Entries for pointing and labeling
= = = = = = =
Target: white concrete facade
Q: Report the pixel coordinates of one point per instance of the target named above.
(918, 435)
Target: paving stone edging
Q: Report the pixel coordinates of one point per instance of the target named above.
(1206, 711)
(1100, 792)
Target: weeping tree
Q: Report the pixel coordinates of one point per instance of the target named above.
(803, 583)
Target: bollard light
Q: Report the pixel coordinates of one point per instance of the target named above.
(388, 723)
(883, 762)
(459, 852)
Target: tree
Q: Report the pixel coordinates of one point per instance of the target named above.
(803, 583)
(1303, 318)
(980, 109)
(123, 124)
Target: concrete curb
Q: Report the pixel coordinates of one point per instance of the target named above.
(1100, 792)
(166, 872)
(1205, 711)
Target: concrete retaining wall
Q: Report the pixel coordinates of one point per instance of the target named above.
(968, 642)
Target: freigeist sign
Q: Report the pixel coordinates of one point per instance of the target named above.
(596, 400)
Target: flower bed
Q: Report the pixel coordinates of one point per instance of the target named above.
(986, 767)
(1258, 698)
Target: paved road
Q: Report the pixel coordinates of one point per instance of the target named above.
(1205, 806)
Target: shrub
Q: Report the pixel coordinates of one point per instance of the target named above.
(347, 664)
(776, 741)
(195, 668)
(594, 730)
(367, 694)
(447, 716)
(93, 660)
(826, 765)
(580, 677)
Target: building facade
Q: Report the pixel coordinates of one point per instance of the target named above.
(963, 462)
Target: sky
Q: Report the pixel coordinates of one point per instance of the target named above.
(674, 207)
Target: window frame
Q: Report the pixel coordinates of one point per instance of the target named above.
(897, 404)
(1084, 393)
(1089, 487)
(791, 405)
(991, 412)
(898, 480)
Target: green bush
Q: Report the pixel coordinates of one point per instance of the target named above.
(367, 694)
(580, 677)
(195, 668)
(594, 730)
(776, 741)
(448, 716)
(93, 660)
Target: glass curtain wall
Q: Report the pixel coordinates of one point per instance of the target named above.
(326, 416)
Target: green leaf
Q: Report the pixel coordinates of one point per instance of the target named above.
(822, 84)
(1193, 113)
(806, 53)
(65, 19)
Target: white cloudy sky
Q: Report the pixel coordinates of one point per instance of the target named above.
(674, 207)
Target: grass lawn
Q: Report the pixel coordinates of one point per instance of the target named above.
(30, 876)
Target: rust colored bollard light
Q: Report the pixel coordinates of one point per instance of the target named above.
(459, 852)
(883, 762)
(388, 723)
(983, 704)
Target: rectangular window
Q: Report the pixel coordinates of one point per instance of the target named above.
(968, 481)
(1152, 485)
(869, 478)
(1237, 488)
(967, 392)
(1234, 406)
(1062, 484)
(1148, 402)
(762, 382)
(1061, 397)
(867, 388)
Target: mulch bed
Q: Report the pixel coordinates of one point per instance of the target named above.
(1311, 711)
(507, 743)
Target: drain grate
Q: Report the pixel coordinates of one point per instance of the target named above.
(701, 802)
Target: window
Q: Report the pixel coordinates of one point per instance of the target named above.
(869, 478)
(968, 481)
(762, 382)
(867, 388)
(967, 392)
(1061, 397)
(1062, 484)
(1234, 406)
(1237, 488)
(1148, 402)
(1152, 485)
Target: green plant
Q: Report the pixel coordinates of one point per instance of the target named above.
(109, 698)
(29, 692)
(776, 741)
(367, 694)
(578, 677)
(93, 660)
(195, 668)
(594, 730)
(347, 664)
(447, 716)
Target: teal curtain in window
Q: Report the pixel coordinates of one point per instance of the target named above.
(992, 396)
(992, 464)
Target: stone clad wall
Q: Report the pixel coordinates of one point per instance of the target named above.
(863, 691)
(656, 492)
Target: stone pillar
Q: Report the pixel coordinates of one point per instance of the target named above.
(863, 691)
= = = = = = =
CHALLENGE
Quote the whole listing above verbatim, from its first line through its last.

REPLY TO THE TASK
Target: white concrete facade
Q: Report the pixel coordinates of one point per instance of the target named above.
(918, 435)
Target: paving stone edging
Q: Report the pixel coordinates of one point per instance of the target named above.
(1206, 711)
(1100, 792)
Target: weeping tree
Q: Report the pixel coordinates of one point per instance of the target named above.
(803, 583)
Target: bollard light
Q: Report the pixel coordinates of one point per instance of the target named above.
(388, 723)
(883, 762)
(459, 852)
Target: tree
Q: Report the pixel coordinates of one point per instance of the target named above.
(803, 583)
(1303, 318)
(980, 109)
(123, 124)
Target: concrete curb
Q: Report the pixel coordinates of one point per instance of the target named above.
(1100, 792)
(166, 872)
(1205, 711)
Target: concrete retaining wall
Q: Report the pixel coordinates of one point per instance of the target named above.
(968, 642)
Target: freigeist sign
Q: Report the pixel coordinates of one point per instance of the target named above.
(596, 400)
Target: flower bed
Q: Report the pixel coordinates of one point per instance of the target named above.
(986, 767)
(1258, 698)
Target: paved road
Q: Report the pixel coordinates of one point per instance of the target named above.
(1205, 806)
Target: shrub
Q: Report the pixel coordinates of one point per instance of the target named above.
(347, 664)
(776, 741)
(195, 668)
(594, 730)
(367, 694)
(447, 716)
(93, 660)
(826, 765)
(580, 677)
Target: building facade
Q: Report the pixel coordinates of one point per instance of the target named above.
(963, 462)
Target: sky
Q: Report the pixel coordinates of one point per instance of the target named above.
(674, 207)
Target: window frame
Q: Report the pixel coordinates of one point per instance of the target named above.
(897, 404)
(1084, 393)
(1089, 487)
(791, 405)
(991, 412)
(898, 480)
Target: green bush
Q: Report the pixel coordinates of one point per instance of the target named above.
(367, 694)
(580, 677)
(195, 668)
(594, 730)
(776, 741)
(448, 716)
(93, 660)
Target: glass curtain wall
Q: Report the pixel coordinates of one point per instance of the target named above.
(326, 416)
Target: green leaf
Q: Report the pixel coordinates of one point per instance of the target named above.
(822, 84)
(1193, 113)
(806, 53)
(65, 19)
Target: white cloudy sky
Q: Report the pixel coordinates of one point per instance of the target named above.
(674, 207)
Target: grass lawn
Q: Report the pixel coordinates of one point per instance of the target named above.
(30, 876)
Target: rust colored bollard light
Q: Report the pixel coordinates of one point per instance of the target named above.
(459, 852)
(883, 762)
(388, 723)
(983, 704)
Target: rectangular window
Q: Report the pixel coordinates of one point per instance of the target named above.
(968, 481)
(1152, 485)
(869, 478)
(1237, 488)
(967, 392)
(1234, 406)
(1062, 484)
(1148, 402)
(762, 382)
(1061, 397)
(867, 388)
Target: mulch bed
Q: Report the pixel coordinates of one point per instance of the target named above.
(1311, 711)
(507, 743)
Target: drain grate
Q: Report the pixel coordinates of one point per instance of the target named above.
(701, 802)
Target: window
Q: Report the pixel coordinates of one point per instance of the target named above.
(869, 478)
(968, 481)
(762, 382)
(867, 388)
(967, 392)
(1061, 397)
(1062, 484)
(1234, 406)
(1237, 488)
(1148, 402)
(1152, 485)
Target: green plant
Q: Report the pixel coordinates of one point per instance of the target named above.
(109, 698)
(29, 692)
(776, 741)
(367, 694)
(578, 677)
(93, 660)
(195, 668)
(594, 730)
(347, 664)
(447, 716)
Target: teal curtain in window
Q: Report the pixel coordinates of one point per instance of the target named above.
(992, 396)
(992, 464)
Target: stone clad wall
Q: Report the pixel coordinates of one point per instance of the target named above.
(863, 691)
(656, 492)
Target: stone pillar
Q: Report the pixel coordinates of one point per instance of the target named above.
(863, 691)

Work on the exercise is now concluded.